#### Requirements
Collect each line in the rows below that contains the string "clear", and copy those lines in full.

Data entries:
#####

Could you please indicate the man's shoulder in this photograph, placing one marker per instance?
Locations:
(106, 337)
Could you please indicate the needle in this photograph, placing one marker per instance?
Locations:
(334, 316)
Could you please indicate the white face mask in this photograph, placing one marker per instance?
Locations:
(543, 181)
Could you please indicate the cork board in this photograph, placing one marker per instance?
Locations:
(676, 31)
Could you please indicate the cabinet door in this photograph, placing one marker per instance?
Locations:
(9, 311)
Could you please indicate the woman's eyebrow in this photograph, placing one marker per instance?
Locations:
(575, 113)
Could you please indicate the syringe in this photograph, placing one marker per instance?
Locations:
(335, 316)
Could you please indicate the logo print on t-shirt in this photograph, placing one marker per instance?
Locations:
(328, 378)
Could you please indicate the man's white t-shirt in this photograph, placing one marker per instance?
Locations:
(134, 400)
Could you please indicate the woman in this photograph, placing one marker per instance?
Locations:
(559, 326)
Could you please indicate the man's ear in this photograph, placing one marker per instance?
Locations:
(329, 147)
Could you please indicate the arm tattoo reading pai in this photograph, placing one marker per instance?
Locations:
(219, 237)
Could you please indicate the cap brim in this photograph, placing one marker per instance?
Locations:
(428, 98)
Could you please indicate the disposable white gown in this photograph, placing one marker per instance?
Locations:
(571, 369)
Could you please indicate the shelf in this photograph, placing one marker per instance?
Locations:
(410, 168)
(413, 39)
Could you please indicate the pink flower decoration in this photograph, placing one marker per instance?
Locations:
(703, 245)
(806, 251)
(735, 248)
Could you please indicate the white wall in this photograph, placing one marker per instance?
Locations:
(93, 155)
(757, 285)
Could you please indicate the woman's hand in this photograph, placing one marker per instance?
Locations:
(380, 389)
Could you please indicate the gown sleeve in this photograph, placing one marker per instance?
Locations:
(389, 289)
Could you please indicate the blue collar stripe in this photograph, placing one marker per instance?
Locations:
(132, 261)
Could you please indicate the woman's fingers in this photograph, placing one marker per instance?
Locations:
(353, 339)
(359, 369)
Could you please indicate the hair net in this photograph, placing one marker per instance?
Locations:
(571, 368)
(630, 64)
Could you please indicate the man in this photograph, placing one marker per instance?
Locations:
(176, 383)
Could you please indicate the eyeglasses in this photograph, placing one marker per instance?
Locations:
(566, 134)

#####

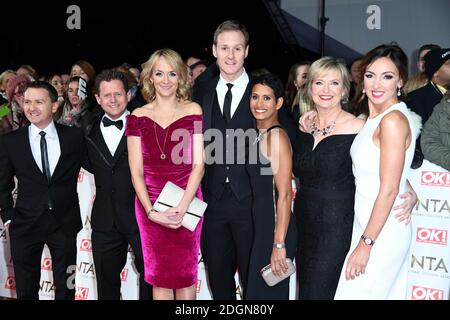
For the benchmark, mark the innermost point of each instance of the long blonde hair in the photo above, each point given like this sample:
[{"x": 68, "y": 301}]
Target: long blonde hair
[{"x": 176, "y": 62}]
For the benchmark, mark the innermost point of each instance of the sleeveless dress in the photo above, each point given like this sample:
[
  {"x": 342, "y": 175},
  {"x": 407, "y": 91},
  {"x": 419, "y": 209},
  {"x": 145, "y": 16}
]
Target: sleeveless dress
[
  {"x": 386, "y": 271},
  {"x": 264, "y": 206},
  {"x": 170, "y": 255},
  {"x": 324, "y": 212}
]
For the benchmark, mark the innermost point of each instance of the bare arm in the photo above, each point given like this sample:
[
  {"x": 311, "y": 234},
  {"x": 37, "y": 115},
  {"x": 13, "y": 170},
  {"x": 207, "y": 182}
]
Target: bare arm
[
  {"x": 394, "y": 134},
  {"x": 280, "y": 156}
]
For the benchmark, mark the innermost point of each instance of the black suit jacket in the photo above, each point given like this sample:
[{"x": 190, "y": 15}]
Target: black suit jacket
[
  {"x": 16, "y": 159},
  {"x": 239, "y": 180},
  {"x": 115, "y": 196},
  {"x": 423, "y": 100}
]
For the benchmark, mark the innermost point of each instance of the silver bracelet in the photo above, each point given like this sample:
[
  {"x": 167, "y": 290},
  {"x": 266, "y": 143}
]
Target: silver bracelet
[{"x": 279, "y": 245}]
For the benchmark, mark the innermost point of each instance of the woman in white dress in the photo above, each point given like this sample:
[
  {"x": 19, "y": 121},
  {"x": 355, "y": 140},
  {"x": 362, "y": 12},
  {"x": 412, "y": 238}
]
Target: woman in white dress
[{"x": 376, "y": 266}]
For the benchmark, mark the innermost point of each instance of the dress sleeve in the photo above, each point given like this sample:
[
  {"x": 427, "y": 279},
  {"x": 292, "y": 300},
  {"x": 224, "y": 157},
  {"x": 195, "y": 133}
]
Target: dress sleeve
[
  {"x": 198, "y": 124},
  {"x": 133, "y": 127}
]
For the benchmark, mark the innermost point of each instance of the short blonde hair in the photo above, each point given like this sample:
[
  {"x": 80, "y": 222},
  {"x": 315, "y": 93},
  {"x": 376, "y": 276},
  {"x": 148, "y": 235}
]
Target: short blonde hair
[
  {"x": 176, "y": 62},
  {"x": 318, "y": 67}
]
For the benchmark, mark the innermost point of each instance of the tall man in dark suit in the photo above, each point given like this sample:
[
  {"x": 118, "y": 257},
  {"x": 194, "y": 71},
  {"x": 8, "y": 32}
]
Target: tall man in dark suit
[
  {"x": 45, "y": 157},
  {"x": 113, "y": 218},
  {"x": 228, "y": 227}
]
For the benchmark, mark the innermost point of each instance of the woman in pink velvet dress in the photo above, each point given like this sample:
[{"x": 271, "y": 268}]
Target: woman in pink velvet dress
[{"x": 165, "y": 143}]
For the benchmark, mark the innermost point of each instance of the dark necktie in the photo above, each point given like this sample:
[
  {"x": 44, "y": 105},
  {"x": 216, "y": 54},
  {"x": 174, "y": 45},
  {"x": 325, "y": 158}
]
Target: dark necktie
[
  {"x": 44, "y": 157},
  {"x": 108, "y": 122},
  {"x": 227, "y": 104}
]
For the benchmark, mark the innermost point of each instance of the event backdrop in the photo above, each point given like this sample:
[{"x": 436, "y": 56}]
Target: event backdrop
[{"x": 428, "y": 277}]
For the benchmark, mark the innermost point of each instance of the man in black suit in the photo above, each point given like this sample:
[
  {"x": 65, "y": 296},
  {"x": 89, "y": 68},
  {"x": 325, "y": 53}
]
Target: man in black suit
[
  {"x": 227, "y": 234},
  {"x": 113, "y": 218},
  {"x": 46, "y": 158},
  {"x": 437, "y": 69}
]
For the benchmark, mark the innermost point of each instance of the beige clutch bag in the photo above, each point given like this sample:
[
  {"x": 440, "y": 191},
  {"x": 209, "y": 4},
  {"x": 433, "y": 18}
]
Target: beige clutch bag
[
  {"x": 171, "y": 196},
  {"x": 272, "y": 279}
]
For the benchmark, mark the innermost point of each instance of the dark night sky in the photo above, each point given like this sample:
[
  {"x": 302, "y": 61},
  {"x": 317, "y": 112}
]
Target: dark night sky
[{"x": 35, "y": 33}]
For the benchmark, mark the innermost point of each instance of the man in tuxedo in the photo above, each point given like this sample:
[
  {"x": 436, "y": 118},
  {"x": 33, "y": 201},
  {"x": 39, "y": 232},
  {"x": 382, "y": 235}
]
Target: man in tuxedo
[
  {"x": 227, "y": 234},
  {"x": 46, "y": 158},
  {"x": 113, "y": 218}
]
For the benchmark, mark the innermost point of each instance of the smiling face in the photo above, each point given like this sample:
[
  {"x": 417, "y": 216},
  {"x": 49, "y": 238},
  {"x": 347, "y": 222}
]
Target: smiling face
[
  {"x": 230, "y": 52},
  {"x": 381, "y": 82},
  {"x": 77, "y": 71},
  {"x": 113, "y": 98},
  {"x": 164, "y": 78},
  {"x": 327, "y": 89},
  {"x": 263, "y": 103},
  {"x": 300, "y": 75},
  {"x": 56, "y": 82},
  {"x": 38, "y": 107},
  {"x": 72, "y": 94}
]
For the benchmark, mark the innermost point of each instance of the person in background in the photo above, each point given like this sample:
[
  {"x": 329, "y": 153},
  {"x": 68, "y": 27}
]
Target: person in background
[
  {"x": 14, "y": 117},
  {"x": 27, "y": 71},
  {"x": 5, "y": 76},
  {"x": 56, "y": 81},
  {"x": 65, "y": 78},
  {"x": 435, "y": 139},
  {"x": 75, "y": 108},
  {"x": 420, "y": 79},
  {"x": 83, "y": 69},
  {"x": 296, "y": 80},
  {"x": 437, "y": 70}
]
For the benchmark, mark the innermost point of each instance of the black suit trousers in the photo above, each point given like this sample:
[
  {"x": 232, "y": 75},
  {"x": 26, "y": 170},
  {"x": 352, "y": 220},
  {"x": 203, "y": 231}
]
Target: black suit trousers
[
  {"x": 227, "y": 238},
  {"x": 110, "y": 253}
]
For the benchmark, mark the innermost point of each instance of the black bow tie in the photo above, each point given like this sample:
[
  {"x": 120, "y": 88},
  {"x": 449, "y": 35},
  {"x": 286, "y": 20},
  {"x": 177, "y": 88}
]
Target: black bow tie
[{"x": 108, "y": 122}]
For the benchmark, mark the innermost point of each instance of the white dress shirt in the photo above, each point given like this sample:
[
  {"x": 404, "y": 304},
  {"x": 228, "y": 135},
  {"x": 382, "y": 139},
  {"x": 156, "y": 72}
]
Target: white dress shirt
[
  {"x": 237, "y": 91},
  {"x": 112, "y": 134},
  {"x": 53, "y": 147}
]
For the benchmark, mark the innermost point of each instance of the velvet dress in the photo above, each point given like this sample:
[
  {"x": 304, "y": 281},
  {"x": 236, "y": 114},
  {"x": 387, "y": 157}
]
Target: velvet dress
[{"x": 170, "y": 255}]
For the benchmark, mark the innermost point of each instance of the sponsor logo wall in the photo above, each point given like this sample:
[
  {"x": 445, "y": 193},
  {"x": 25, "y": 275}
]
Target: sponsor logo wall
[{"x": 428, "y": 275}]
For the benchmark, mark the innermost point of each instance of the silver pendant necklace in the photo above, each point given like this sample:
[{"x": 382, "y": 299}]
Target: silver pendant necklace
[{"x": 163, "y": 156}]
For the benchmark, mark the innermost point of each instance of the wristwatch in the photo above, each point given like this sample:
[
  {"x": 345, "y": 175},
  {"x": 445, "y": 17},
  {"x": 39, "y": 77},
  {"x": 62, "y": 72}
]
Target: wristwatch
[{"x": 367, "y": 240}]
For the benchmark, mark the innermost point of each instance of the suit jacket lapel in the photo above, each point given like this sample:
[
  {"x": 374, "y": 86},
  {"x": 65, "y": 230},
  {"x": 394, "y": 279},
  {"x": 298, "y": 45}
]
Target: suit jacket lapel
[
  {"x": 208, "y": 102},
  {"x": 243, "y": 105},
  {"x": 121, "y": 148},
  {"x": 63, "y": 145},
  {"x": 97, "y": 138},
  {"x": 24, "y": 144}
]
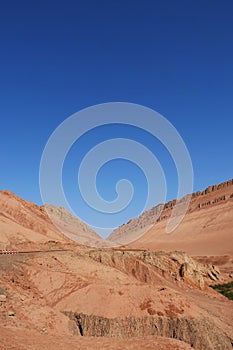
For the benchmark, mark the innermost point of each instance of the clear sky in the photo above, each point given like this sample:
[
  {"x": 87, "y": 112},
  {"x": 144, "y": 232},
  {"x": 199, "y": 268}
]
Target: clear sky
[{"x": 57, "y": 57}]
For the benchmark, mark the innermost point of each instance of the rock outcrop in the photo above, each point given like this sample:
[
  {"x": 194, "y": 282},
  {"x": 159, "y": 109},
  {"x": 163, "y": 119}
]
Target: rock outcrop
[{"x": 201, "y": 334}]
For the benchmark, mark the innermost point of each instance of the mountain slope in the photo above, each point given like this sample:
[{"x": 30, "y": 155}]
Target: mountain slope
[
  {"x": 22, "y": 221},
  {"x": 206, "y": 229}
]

#####

#### Solution to this problem
For the benchmark, mark the innermost point of each instance of the clear sky in the photo above, each point given like this sample:
Target: clear sky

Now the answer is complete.